Rewrite the data below with every "photo" changed to "image" and nothing else altered, omitting the pictures.
--- --- ---
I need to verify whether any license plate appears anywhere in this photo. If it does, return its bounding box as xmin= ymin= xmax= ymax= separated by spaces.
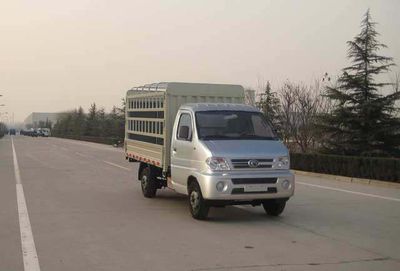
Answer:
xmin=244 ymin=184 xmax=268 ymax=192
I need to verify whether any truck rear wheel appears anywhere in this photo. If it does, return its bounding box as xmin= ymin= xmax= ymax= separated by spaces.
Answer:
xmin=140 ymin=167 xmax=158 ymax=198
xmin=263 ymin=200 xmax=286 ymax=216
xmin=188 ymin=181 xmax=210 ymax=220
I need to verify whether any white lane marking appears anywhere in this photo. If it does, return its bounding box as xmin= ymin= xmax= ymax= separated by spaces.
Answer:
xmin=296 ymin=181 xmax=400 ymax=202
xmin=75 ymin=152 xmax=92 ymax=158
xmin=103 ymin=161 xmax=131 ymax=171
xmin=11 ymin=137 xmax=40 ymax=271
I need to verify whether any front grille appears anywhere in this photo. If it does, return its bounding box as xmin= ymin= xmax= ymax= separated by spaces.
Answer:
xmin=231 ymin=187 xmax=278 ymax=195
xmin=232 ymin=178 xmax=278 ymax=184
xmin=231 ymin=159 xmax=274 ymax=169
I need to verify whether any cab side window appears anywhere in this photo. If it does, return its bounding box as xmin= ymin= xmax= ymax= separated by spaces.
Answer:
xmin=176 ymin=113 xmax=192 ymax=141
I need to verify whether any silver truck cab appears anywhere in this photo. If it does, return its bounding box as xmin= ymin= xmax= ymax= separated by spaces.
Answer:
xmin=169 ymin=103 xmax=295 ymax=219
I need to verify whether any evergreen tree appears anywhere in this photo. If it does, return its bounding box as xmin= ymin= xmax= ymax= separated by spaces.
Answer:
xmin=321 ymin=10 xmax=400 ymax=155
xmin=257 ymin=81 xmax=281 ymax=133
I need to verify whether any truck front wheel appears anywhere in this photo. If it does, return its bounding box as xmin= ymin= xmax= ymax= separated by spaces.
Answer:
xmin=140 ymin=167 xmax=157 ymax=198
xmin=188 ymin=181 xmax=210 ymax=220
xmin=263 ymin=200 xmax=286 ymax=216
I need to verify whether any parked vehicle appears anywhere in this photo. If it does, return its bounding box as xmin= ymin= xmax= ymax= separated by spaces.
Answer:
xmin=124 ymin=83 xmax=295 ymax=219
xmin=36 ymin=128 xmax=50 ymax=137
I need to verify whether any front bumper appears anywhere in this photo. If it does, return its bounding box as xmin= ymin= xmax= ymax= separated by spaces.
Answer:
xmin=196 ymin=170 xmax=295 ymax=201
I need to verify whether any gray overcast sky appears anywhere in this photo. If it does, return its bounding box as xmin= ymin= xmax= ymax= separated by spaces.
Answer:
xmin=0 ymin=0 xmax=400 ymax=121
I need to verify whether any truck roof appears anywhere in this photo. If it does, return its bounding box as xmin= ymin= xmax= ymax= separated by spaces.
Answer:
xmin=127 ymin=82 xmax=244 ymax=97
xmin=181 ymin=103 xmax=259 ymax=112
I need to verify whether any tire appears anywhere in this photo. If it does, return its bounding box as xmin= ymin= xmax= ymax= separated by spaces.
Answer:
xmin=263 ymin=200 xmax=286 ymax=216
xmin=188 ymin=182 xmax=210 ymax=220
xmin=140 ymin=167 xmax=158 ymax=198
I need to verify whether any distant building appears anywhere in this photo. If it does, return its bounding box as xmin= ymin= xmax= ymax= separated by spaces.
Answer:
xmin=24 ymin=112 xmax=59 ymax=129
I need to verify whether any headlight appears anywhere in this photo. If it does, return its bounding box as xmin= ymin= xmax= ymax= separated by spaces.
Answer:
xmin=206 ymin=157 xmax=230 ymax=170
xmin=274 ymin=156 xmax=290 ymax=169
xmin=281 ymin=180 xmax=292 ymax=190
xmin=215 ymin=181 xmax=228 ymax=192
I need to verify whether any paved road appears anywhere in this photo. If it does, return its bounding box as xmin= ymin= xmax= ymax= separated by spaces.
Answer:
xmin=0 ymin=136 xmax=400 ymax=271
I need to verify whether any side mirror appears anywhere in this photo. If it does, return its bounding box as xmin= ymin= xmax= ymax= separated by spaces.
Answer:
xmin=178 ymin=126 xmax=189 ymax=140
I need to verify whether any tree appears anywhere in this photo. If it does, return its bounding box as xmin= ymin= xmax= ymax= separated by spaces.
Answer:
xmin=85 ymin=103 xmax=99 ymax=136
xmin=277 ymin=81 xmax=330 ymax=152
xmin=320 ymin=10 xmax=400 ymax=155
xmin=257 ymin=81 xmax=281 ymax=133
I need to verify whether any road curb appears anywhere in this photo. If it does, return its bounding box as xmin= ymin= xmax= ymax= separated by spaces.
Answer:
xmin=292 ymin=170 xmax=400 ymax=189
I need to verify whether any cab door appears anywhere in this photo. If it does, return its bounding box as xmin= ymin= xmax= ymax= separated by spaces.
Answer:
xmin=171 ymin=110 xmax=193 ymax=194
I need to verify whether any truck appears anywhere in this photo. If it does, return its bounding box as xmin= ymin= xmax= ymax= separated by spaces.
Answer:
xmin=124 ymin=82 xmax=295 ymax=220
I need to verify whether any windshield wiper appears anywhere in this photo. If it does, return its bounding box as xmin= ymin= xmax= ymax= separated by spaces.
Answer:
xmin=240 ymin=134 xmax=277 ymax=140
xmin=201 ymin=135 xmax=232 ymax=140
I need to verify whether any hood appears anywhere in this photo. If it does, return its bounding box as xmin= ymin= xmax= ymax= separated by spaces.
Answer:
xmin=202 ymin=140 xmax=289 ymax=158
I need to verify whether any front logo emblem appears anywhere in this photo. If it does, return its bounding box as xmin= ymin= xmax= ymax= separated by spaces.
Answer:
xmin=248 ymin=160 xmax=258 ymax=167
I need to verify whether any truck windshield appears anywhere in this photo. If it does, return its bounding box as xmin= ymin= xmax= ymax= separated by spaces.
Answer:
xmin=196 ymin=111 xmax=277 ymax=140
--- --- ---
(Solution to this task)
I need to verify whether any license plate appears anywhere in this image. If it does, return its bounding box as xmin= ymin= xmax= ymax= separated by spaces.
Answer:
xmin=244 ymin=184 xmax=268 ymax=192
I need to verify whether any truck rear wheel appears anywhere in this image. If it does, return its bounding box as xmin= ymin= xmax= ymax= separated by spaces.
Answer:
xmin=140 ymin=167 xmax=158 ymax=198
xmin=263 ymin=200 xmax=286 ymax=216
xmin=188 ymin=181 xmax=210 ymax=220
I need to verify whether any white lane marking appears anywhere in this image. If it does, return its bounding box as xmin= ymin= xmax= ymax= separated by spaces.
Answer:
xmin=296 ymin=181 xmax=400 ymax=202
xmin=75 ymin=152 xmax=92 ymax=158
xmin=103 ymin=161 xmax=131 ymax=171
xmin=11 ymin=137 xmax=40 ymax=271
I need to verify whether any front grille appears anywhere in this image. If it does, return its bounding box as xmin= ymin= xmax= ymax= separated by spaces.
Answer:
xmin=231 ymin=187 xmax=278 ymax=195
xmin=232 ymin=178 xmax=278 ymax=184
xmin=231 ymin=159 xmax=274 ymax=169
I need to verify whether any cab side window appears anywhere in this image. If it does, return its bounding box as xmin= ymin= xmax= ymax= separated by spaces.
Answer:
xmin=176 ymin=113 xmax=192 ymax=141
I need to verify whether any silver truck cab appears anywhere in this image. If it does, return its bounding box as xmin= ymin= xmax= ymax= separated by spaces.
Answer:
xmin=169 ymin=103 xmax=295 ymax=219
I need to verify whether any evergreen tree appears anywhere in this image. If it does, return its bounding box as xmin= ymin= xmax= ymax= separated by spaces.
Answer:
xmin=321 ymin=10 xmax=400 ymax=155
xmin=257 ymin=81 xmax=281 ymax=133
I need to verify whether any truck front wheel appears anywhere in this image. If it does, return its bounding box as xmin= ymin= xmax= ymax= separated by spaces.
Answer:
xmin=140 ymin=167 xmax=157 ymax=198
xmin=188 ymin=181 xmax=210 ymax=220
xmin=263 ymin=200 xmax=286 ymax=216
I need to verify whether any parked vehicle appears anywhere in this image. If it does, return its bounding box as xmin= ymin= xmax= ymax= separated by spaces.
Answer:
xmin=124 ymin=83 xmax=295 ymax=219
xmin=36 ymin=128 xmax=50 ymax=137
I need to verify whether any front bumper appears anywhere in this image. If it does, return its bounding box as xmin= ymin= xmax= ymax= separated by spaces.
Answer:
xmin=196 ymin=170 xmax=295 ymax=201
I need to verify whether any gray overcast sky appears anywhere in this image. If it does, return its bounding box as xmin= ymin= xmax= ymax= separated by spaces.
Answer:
xmin=0 ymin=0 xmax=400 ymax=121
I need to verify whether any truck roof appears anywhere in this image. If it does, return its bounding box as xmin= ymin= xmax= ymax= separated by spaces.
Answer:
xmin=127 ymin=82 xmax=244 ymax=97
xmin=181 ymin=103 xmax=259 ymax=112
I need to verify whether any tire appears anywhere in this image. If it does, return its bounding box as xmin= ymin= xmax= ymax= separated by spaces.
Answer:
xmin=263 ymin=200 xmax=286 ymax=216
xmin=188 ymin=182 xmax=210 ymax=220
xmin=140 ymin=167 xmax=158 ymax=198
I need to verify whether any distant building appears anywhere in this image. If it does, return its bounding box as xmin= ymin= xmax= ymax= separated by spaces.
Answer:
xmin=24 ymin=112 xmax=59 ymax=129
I need to verify whether any headlight appears anywhere in this image. If it does, return its bounding box as xmin= ymin= xmax= ymax= separated by spaces.
Answer:
xmin=206 ymin=157 xmax=230 ymax=170
xmin=274 ymin=156 xmax=290 ymax=169
xmin=281 ymin=180 xmax=292 ymax=190
xmin=215 ymin=181 xmax=228 ymax=192
I need to verify whether any paved road appears anywhere in this image. If it does, return its bounding box as xmin= ymin= xmax= ymax= separated by spaces.
Answer:
xmin=0 ymin=136 xmax=400 ymax=271
I need to verify whether any side mirror appears anywhere in this image. If it does, return its bounding box as xmin= ymin= xmax= ymax= separated by spaces.
Answer:
xmin=178 ymin=126 xmax=189 ymax=140
I need to verify whether any tree appears anywhere in this image. If it does, return its bounding box as xmin= ymin= xmax= ymax= separated by spaces.
Answer:
xmin=85 ymin=103 xmax=99 ymax=136
xmin=277 ymin=81 xmax=330 ymax=152
xmin=320 ymin=10 xmax=400 ymax=155
xmin=257 ymin=81 xmax=281 ymax=133
I need to verify whether any road curb appears anywhere in this image. If it does, return its bounding box as xmin= ymin= xmax= ymax= separated by spaces.
Answer:
xmin=292 ymin=170 xmax=400 ymax=189
I need to verify whether any cab door appears anywhere in this image. If it does, return its bounding box as xmin= ymin= xmax= ymax= separated by spaces.
Answer:
xmin=171 ymin=110 xmax=193 ymax=194
I need to verify whether any truck appears anywhere in this image. If it does, return its bounding box as xmin= ymin= xmax= ymax= separated by spaces.
Answer:
xmin=124 ymin=82 xmax=295 ymax=220
I need to verify whether any windshield wiper appears anywhere in this image. If it does, return its bounding box as xmin= ymin= xmax= ymax= separated by spaces.
Answer:
xmin=240 ymin=134 xmax=277 ymax=140
xmin=201 ymin=135 xmax=232 ymax=140
I need to verify whether any hood appears anywhere in this image. If it does, return its bounding box as xmin= ymin= xmax= ymax= separated by spaces.
Answer:
xmin=202 ymin=140 xmax=289 ymax=158
I need to verify whether any front logo emblem appears anywhere in this image. If it does, return its bounding box as xmin= ymin= xmax= ymax= separated by spaces.
Answer:
xmin=248 ymin=160 xmax=258 ymax=167
I need to verify whether any truck windshield appears anywhere in this image. If it does, return its bounding box as xmin= ymin= xmax= ymax= separated by spaces.
Answer:
xmin=196 ymin=111 xmax=277 ymax=140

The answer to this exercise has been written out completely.